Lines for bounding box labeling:
□ □ □ □ □

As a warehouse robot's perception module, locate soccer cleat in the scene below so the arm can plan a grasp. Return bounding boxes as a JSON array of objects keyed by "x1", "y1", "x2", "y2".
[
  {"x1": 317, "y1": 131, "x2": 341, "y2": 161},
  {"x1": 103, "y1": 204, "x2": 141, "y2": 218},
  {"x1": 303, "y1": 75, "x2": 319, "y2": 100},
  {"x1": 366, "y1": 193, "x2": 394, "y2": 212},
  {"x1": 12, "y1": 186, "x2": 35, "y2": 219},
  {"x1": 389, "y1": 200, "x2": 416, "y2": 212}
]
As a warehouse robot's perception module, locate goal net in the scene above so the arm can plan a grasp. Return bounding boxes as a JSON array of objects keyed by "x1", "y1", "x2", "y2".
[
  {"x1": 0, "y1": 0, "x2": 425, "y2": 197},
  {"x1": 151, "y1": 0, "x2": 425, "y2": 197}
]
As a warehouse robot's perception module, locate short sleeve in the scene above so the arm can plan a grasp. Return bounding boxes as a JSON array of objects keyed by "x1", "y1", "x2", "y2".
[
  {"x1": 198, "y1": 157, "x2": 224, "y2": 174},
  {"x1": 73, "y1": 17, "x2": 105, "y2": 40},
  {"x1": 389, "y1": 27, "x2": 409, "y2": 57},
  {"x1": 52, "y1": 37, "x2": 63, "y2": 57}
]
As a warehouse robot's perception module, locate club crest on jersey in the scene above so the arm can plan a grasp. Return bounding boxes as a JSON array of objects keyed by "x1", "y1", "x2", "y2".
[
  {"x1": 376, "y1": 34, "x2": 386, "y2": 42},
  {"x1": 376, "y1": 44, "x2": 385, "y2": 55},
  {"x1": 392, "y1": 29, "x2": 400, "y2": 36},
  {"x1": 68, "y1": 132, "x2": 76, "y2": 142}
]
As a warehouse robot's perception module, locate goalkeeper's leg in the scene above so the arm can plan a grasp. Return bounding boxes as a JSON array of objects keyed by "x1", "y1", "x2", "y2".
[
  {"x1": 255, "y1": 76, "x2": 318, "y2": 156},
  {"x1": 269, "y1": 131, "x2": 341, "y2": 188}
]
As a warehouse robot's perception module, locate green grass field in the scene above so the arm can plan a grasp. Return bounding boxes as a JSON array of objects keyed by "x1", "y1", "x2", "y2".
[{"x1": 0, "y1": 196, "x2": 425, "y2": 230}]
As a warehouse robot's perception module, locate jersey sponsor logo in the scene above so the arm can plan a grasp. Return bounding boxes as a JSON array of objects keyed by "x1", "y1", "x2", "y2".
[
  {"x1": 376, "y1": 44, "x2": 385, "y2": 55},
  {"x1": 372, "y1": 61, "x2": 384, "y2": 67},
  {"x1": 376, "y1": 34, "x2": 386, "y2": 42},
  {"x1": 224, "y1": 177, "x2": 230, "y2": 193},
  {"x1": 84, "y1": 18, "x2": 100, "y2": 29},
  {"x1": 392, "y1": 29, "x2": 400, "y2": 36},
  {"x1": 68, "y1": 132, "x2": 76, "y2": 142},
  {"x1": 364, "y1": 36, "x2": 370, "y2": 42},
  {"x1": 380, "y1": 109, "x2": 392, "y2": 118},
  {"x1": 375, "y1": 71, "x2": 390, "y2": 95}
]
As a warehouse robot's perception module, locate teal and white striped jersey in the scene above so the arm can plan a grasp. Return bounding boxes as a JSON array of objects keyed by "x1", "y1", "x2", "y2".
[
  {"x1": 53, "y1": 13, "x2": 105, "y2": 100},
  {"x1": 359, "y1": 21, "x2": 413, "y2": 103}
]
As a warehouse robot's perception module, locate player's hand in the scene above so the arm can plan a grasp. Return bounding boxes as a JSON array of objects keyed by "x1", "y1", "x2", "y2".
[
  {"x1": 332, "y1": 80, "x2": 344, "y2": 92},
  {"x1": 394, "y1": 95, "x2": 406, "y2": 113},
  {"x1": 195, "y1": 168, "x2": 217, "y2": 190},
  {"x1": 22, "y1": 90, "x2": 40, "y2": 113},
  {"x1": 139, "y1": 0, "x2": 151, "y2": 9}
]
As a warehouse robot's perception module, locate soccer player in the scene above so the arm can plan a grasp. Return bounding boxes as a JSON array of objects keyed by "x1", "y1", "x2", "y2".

□ □ □ □ □

_GIVEN TASK_
Locate every line above that contains the word "soccer", and copy each of those lines. Case counts.

_ANSWER TO THIS TASK_
As a warehouse robot's perception module, locate soccer cleat in the scene below so the arm can plan a grasp. Return bounding boxes as a JSON array of objects keyed by "x1", "y1", "x2", "y2".
As a warehouse robot's perception module, locate soccer player in the scene above so the arm can plan a grasp. Return bounding boxes as a JSON array of objects keyed by "x1", "y1", "x2", "y2".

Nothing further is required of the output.